--- BEGIN Records to use ---
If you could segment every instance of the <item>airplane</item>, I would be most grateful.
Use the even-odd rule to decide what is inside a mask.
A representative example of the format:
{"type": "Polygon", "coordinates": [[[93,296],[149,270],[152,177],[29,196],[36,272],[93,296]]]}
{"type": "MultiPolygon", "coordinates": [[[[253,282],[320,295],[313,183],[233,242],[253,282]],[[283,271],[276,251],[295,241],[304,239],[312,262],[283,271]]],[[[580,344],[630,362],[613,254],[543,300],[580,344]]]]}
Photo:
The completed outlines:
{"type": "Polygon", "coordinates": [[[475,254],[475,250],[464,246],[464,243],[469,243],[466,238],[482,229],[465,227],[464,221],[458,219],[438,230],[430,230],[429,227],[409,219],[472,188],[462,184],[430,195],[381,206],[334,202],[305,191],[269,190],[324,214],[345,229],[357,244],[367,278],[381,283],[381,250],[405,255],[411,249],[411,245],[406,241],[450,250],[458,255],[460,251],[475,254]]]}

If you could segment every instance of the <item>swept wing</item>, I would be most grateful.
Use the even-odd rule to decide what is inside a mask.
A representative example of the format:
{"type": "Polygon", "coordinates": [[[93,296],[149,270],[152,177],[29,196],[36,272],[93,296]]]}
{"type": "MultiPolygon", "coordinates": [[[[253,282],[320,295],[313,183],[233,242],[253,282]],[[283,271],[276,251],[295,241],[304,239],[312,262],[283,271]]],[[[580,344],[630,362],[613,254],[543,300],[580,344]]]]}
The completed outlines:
--- END Records to use ---
> **Task goal**:
Repeat precisely the lines of the data starting at the one containing "If you could segment every instance of the <item>swept", last line included.

> **Solution**:
If you could segment every instance of the <item>swept wing</item>, I would be most grateful.
Use the even-odd rule to decide what is inside a mask.
A representative example of the format:
{"type": "Polygon", "coordinates": [[[93,296],[149,270],[152,177],[29,196],[36,272],[93,296]]]}
{"type": "MultiPolygon", "coordinates": [[[[253,282],[320,295],[313,183],[233,242],[253,282]],[[283,271],[276,251],[295,241],[304,239],[312,262],[283,271]]],[[[580,344],[630,362],[613,254],[543,300],[580,344]]]]}
The completed outlines:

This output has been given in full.